• [DATA TO USE]
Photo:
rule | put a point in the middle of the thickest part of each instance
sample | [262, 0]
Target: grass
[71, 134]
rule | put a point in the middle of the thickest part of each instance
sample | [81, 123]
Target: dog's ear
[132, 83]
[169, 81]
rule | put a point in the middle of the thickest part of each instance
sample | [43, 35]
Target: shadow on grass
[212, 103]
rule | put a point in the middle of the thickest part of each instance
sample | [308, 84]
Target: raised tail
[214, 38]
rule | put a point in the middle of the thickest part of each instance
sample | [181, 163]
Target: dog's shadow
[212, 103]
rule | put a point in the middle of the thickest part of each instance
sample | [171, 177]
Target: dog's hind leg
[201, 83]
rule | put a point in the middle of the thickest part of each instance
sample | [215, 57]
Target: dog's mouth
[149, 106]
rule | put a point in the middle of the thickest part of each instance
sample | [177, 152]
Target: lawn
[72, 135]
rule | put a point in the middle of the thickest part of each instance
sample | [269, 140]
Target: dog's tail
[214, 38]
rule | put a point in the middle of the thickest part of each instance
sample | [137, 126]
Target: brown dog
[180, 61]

• [SET TASK]
Make a verbatim copy of every entry shown above.

• [ANSWER TO THE TASK]
Photo:
rule | put a point in the middle of the thickest part of each instance
sample | [262, 0]
Target: grass
[71, 134]
rule | put a point in the middle of the thickest part of each instance
sample | [81, 123]
Target: dog's ear
[132, 83]
[169, 81]
rule | put a point in the middle of the thickest part of each instance
sample | [43, 35]
Target: shadow on grass
[212, 103]
rule | put a point in the middle of the thickest part of each instance
sample | [308, 84]
Target: raised tail
[214, 38]
rule | put a point in the middle of the thickest part of each instance
sample | [181, 163]
Target: dog's shadow
[212, 103]
rule | put a point in the middle of the thickest part of each instance
sample | [171, 177]
Target: dog's hind leg
[201, 83]
rule | put a point in the middle of the thickest part of each instance
sample | [215, 57]
Target: dog's mouth
[149, 106]
rule | put a point in the middle of the thickest part of each instance
sample | [177, 152]
Target: lawn
[72, 135]
rule | put a point in the middle of the thickest part of each instance
sample | [269, 140]
Target: dog's tail
[214, 38]
rule | put a point in the middle of the thickest part of each instance
sample | [137, 126]
Target: brown dog
[180, 61]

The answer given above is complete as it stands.